■ **Extract to read**
WINSTON-SALEM, NC.- Reynolda House Museum of American Art recently acquired “Birth,” a large-scale oil painting by Lee Krasner, one of American art’s most distinguished abstract expressionist painters. Museum Executive Director Allison Perkins announced the gift to an audience of more than 300 guests Friday, Oct. 10, at the museum’s annual black-tie fundraising gala, An Evening for Reynolda.

The painting is on view in the museum’s exhibition “Love and Loss,” which opens to the public today.

“Birth” is a gift from museum founding president Barbara Babcock Millhouse, who established the museum’s American art collection in 1967 with nine paintings. Millhouse is the granddaughter of R.J. Reynolds and Katharine Smith Reynolds, and daughter of Mary Reynolds and Charles Babcock. She was the driving force behind the museum’s nationally recognized collection that has grown to include masterworks of American painting, sculpture and photography by such artists as Mary Cassatt, Frederic Church, Jacob Lawrence, Georgia O’Keeffe and Gilbert Stuart, in addition to Krasner.

“Lee Krasner’s ‘Birth’ is a significant example of abstract expressionism, the first international art movement to have its roots in New York rather than Europe,” said Perkins. “This gift from our founding president Barbara Millhouse is an important addition to the collection at Reynolda House Museum of American Art. The museum – and our audiences who visit us in person or online – are fortunate to benefit from the generosity of such an esteemed collector.”

“Birth,” painted in 1956, is one of the first paintings Krasner created after the death of her husband, fellow abstract expressionist Jackson Pollock, and is a vivid representation of her loss and rage. The canvas measures 83 inches tall by 48 inches wide and is marked by bold, expressive brushstrokes in thick black paint and pink flesh tones.

“Birth” makes it debut as a part of the Reynolda House collection, in an exhibition titled “Love and Loss.” The exhibition examines the power of art to transform individual loss into expressions of shared experience. In addition to “Birth,” the exhibition features three prints, one painting and one sculpture by artists responding directly to the recent death of a beloved child, spouse, sibling or friend. Reynolda House thanks its partner in presenting “Love and Loss,” the Northwest Area Health Education Center of Wake Forest School of Medicine and part of the NC AHEC Program. “Love and Loss” is on view through Oct. 18, 2015.

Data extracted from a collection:
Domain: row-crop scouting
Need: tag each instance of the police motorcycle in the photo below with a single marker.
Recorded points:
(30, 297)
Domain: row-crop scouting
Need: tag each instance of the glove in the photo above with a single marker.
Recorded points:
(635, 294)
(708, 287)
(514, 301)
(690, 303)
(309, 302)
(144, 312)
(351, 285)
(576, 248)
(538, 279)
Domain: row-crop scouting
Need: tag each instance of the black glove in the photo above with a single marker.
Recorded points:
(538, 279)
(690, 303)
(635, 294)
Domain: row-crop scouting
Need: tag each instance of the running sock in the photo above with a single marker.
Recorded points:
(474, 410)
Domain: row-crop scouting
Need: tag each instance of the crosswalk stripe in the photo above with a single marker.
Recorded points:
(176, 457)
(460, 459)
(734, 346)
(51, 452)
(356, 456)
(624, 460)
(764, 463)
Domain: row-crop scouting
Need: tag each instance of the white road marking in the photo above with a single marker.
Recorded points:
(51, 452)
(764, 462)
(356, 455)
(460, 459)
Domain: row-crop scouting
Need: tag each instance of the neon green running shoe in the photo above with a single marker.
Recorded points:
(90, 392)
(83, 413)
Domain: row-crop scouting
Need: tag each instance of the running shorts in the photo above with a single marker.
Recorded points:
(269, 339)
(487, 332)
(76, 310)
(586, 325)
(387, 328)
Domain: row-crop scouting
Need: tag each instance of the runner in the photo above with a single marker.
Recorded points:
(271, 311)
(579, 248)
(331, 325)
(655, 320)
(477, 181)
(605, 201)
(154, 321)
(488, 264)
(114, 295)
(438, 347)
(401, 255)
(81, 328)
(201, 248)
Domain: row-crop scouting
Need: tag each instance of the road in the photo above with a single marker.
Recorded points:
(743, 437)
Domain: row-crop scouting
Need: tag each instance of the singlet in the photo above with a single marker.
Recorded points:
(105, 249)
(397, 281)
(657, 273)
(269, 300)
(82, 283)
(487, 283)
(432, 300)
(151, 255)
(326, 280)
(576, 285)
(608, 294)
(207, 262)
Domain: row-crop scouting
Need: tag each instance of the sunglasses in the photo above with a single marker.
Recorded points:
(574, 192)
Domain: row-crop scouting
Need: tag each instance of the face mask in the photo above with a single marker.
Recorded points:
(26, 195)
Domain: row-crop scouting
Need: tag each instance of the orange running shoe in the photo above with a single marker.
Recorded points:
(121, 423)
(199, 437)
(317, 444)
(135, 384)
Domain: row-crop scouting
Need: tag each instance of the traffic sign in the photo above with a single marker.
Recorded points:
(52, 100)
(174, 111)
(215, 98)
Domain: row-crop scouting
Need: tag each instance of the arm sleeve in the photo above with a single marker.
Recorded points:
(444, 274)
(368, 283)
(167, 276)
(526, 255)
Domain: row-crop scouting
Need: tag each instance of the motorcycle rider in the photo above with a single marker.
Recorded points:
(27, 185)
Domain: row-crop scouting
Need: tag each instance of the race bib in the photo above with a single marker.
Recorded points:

■ **Problem requirements**
From the article above about the Lee Krasner painting, list every artist the text names as represented in the museum's collection.

■ **Exercise response**
Lee Krasner, Mary Cassatt, Frederic Church, Jacob Lawrence, Georgia O'Keeffe, Gilbert Stuart